| SHORT EXERCISE A |
In the Made in Hudson excerpt, why does Hassett say the business's socially conscious mission will make it appealing to makers?

| DOCUMENT EXCERPT |
>>>>>

His vision for Hudson reflects his vision for the nation as a whole.

“We hyperfocus on the things that make the most money, but in reality there are so many communities around our country that don’t really have anything going for them, and if we can create jobs, create products, make things we are proud of, it’s only going to make our country better,” he said.

But with ambitious goals come a financial reality, and Made in Hudson organizers expect fundraising will be needed to cover the first 18 months to two years of the project, Hassett said.

“At the end of the day, we’re an American manufacturer competing with Asia,” he said. “So what we looked at is other models that have been sustainable for a decade-plus around the country.”

Made in Hudson organizers found guidance from a company in Flint, Michigan, called St. Luke’s N.E.W. Life Center. The Michigan-based organization aims to provide “a safe environment for survivors of abuse and poverty” to work, as well as education and training for everyday skills.

“We’re trying to rethink how that employer-employee relationship works,” Hassett said.

He said that while state funding exists for high-tech programs, manufacturing is considered a “lower-tech” business, and lacks available funding.

“It isn’t all necessarily looking for cash, it’s just looking for partners that will help us build the infrastructure for this cut-and-sew facility, and that want to support the programming around job skill development. And really what we’re looking to create inside of this ecosystem is something that has a bit more of a social awareness, and answering some social needs,” he said.

He said that by bringing in workers who come from disadvantaged backgrounds like a correctional facility, Made in Hudson’s employees will benefit from access to a holistic support system.

“Building in some network for these individuals at no cost is part of what really creates that really great employee-employer relationship, and I think that really trickles down into places like personal finance, mental health and wellness, and some lifestyle things we can give them in addition to just having a job with us,” he said.

Although the business will need to be cognizant of having competitive prices for businesses looking to use their manufacturing, their socially conscious mission will make them appealing to makers, Hassett said.

“If you’re really doing the right thing, then people may pay a little bit more of a premium to have it manufactured through a facility that we know is responsible, sustainable, equitable for its employees. These things are things that makers are looking for and they’re not finding, so we’re looking to fill that void,” he said.

<<<<<

| EXTRACTED INFORMATION |
>>>>>

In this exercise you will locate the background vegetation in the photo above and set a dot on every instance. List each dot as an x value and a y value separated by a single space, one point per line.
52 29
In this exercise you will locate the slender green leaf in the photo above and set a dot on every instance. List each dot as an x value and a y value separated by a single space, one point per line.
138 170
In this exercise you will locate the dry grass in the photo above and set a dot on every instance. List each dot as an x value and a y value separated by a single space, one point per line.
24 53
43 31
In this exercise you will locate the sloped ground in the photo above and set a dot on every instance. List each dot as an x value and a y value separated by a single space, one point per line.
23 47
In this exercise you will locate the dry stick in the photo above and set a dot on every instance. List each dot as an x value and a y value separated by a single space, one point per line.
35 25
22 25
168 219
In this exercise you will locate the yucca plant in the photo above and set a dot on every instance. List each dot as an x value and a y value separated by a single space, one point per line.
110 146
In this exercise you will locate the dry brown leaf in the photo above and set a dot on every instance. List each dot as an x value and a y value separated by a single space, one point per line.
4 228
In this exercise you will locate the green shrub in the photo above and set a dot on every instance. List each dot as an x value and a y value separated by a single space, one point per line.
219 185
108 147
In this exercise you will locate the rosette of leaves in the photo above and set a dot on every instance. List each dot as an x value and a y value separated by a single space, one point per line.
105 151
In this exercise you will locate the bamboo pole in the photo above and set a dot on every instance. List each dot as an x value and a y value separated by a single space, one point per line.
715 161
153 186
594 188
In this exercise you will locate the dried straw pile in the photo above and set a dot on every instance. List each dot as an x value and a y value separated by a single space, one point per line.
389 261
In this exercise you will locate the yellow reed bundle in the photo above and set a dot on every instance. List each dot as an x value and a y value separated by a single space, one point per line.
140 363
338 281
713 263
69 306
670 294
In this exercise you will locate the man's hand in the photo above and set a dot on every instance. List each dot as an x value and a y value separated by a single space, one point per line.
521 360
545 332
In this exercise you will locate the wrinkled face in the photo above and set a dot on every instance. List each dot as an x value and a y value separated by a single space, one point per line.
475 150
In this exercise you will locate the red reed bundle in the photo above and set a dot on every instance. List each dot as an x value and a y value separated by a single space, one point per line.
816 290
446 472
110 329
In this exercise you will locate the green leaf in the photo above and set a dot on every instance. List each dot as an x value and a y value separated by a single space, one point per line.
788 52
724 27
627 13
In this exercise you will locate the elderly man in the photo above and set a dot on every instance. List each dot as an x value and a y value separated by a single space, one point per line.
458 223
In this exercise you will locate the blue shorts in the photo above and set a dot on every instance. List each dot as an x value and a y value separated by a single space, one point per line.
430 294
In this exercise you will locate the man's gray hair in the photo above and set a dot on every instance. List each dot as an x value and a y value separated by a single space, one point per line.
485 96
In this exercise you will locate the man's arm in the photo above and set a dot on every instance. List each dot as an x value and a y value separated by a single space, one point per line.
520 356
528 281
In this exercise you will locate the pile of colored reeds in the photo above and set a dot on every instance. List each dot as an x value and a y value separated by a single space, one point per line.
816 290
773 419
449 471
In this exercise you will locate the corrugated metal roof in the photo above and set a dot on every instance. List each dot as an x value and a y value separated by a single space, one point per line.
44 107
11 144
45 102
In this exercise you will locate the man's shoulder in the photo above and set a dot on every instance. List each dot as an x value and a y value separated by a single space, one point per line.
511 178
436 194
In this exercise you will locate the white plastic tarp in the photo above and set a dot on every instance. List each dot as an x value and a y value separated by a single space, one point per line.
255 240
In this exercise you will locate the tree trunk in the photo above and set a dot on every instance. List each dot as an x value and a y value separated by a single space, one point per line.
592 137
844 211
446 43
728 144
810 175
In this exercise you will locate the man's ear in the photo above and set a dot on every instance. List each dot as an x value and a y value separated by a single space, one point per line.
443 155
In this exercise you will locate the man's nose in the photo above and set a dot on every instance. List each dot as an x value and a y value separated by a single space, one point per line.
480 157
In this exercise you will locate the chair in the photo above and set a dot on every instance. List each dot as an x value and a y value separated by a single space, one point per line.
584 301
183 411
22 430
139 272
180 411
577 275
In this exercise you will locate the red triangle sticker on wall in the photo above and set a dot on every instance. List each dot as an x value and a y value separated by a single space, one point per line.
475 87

<<<<<
>>>>>

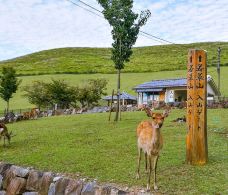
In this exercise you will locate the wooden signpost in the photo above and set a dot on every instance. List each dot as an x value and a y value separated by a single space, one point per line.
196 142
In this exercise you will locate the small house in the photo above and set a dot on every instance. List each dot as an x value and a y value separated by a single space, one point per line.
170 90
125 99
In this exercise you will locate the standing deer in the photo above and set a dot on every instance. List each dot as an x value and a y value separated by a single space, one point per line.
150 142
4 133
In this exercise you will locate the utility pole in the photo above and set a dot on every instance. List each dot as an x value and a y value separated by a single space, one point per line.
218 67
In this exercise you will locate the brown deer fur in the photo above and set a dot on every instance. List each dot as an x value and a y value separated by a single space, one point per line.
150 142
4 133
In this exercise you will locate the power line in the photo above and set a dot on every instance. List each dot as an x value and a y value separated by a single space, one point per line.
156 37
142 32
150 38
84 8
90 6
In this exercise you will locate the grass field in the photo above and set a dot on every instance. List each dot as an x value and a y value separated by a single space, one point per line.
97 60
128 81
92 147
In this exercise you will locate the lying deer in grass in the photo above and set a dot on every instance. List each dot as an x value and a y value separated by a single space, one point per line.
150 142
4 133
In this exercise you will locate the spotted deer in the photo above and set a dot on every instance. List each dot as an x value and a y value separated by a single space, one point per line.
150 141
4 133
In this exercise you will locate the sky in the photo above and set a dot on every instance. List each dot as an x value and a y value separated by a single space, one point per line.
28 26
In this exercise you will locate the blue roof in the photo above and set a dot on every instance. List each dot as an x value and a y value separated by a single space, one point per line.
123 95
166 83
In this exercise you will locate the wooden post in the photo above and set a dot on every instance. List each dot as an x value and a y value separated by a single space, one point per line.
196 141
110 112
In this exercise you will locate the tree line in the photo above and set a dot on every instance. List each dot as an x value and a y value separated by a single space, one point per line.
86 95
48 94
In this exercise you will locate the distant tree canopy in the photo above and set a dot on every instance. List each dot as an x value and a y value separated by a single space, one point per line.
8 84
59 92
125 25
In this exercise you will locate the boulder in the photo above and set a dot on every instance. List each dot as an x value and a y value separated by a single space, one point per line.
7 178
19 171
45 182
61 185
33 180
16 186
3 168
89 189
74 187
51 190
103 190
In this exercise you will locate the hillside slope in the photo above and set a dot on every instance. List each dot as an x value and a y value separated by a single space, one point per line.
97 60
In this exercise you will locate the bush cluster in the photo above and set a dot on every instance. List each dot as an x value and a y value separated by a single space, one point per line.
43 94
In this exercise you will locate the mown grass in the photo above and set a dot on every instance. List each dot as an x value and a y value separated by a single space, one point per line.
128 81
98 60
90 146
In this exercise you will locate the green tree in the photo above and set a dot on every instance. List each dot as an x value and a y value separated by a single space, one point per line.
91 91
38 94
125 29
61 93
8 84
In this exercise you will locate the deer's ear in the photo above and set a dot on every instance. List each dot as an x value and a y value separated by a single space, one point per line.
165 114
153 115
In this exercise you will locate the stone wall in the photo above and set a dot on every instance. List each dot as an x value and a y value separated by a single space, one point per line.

<<<<<

| SHORT EXERCISE B |
In the rows, switch "stone wall" to "brick wall" in the lines starting at the one containing "In this exercise you will locate the deer's" and ending at the one containing "In this exercise you will locate the stone". Return only those lines, with nothing else changed.

| RIGHT ANSWER A |
He says people may pay a bit more to have goods made at a facility known to be responsible, sustainable, and equitable for its employees. Makers are looking for those qualities and not finding them, and Made in Hudson aims to fill that void.

| RIGHT ANSWER B |
In this exercise you will locate the deer's ear in the photo above and set a dot on every instance. List each dot as an x value and a y value separated by a single space, one point per line.
165 114
153 115
In this exercise you will locate the brick wall in the photo above and set a dot on every instance. List each dot as an x value and a y value separated by a single space, one point per line.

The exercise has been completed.